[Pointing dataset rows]
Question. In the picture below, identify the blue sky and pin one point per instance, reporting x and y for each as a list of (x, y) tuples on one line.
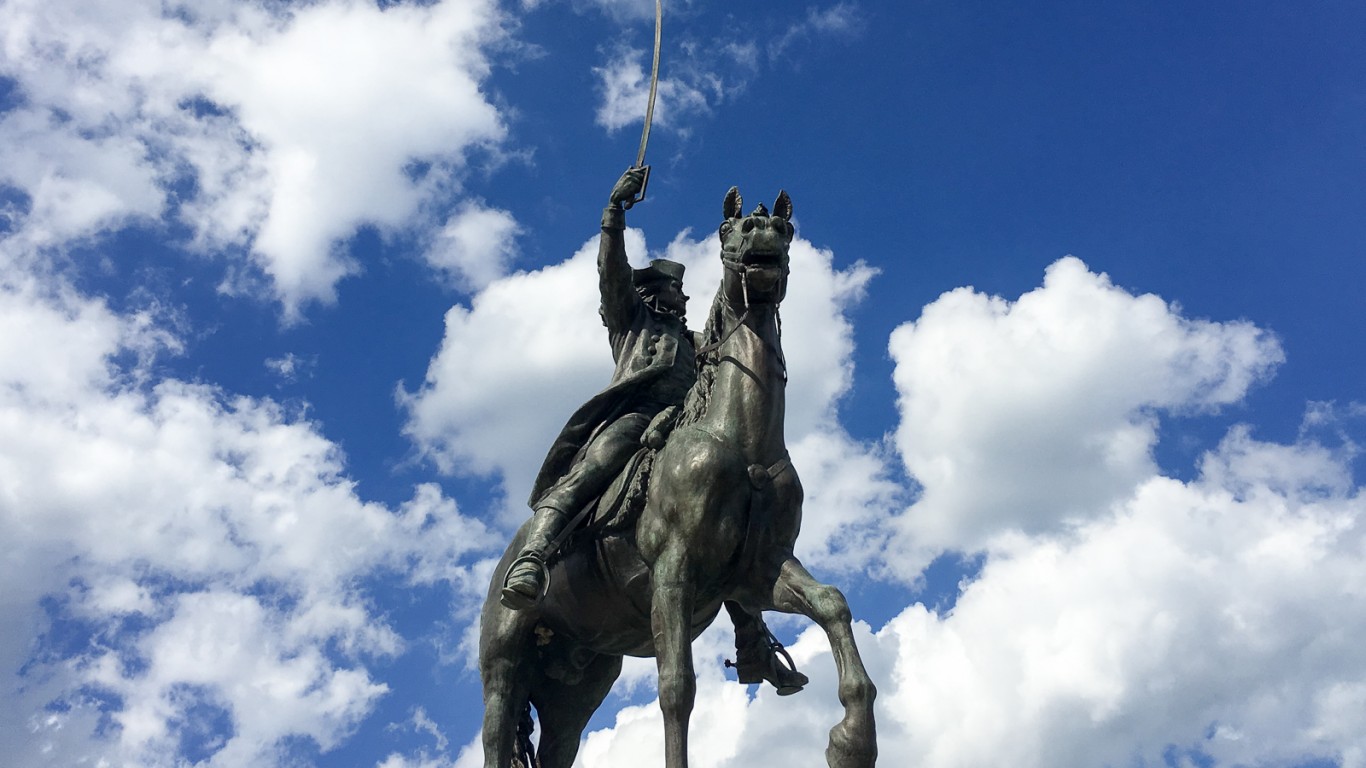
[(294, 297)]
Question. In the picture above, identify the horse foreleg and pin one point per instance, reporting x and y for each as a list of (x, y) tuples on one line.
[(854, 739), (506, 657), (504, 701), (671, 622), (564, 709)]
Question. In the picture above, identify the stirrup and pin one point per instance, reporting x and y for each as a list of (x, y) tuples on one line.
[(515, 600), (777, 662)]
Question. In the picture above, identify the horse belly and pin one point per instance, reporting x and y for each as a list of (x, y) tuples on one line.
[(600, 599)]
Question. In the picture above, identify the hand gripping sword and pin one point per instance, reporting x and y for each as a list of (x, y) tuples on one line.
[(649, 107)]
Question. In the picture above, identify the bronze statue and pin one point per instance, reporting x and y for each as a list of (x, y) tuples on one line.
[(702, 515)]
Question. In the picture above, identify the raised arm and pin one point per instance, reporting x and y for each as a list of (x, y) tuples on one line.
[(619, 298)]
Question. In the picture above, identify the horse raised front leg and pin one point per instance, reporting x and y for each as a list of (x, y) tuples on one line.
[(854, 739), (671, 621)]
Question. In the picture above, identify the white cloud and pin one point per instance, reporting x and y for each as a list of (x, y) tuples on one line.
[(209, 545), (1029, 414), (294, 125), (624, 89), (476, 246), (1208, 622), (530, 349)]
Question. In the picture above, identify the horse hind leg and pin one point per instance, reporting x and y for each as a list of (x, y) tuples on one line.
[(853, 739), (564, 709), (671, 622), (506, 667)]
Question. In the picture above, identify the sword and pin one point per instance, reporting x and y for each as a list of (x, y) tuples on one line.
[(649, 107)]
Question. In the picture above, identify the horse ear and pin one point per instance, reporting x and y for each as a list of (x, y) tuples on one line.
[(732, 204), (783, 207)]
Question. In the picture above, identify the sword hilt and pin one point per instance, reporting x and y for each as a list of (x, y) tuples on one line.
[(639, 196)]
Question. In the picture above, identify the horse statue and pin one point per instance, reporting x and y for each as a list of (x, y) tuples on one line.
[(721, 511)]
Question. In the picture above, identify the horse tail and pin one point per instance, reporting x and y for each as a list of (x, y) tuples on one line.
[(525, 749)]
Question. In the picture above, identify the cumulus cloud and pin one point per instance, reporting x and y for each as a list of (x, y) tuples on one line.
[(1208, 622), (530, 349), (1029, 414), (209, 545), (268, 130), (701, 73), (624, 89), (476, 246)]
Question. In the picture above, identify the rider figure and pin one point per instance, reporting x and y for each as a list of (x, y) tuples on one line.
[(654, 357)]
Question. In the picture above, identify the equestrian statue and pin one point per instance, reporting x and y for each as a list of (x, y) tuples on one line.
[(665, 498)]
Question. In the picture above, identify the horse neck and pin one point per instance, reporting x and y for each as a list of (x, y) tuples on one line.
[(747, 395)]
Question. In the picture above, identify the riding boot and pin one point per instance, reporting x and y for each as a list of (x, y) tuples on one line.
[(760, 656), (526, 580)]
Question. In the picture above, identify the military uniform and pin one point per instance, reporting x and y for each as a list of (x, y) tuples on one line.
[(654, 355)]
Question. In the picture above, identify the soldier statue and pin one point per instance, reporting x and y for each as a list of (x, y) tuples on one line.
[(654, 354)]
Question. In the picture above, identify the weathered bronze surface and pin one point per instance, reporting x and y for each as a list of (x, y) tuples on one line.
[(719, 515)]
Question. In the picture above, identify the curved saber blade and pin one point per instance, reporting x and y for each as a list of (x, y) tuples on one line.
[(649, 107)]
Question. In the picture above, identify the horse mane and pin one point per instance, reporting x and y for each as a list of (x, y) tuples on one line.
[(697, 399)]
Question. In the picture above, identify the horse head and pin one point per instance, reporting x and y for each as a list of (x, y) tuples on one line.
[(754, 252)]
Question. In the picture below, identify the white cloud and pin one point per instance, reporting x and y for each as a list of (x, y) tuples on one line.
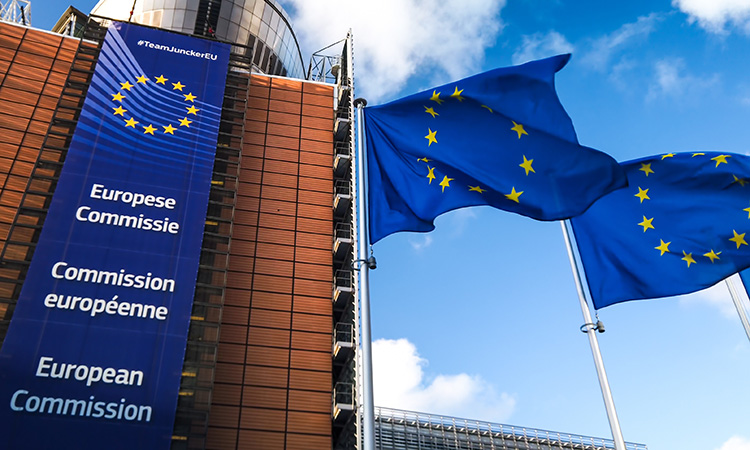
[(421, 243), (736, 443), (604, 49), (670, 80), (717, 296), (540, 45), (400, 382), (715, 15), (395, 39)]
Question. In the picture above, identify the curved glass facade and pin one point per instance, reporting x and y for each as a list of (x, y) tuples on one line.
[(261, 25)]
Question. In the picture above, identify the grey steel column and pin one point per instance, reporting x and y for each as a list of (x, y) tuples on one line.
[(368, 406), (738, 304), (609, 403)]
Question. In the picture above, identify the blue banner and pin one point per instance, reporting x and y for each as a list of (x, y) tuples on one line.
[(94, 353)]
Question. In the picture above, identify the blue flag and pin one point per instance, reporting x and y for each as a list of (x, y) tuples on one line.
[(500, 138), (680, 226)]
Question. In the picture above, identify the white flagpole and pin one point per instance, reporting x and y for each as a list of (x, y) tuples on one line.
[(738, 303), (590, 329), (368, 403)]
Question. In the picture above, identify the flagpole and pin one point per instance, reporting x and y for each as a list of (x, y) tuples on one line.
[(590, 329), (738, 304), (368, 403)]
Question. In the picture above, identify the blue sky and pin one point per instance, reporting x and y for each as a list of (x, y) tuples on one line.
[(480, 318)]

Problem statement:
Update the rows beginning at the line that contains "Question. In the picture above, identify the flagpole" and ending after the line that contains "[(590, 329), (738, 304), (368, 403)]". Replace "flagpole" with "mast", leave everything else unchanged, and give only those lines.

Task result:
Question. In the picture above, identify the mast and pin one point per instance, reporting x and y for each as a list of (x, y) tuples on one line.
[(590, 329), (738, 304), (368, 403)]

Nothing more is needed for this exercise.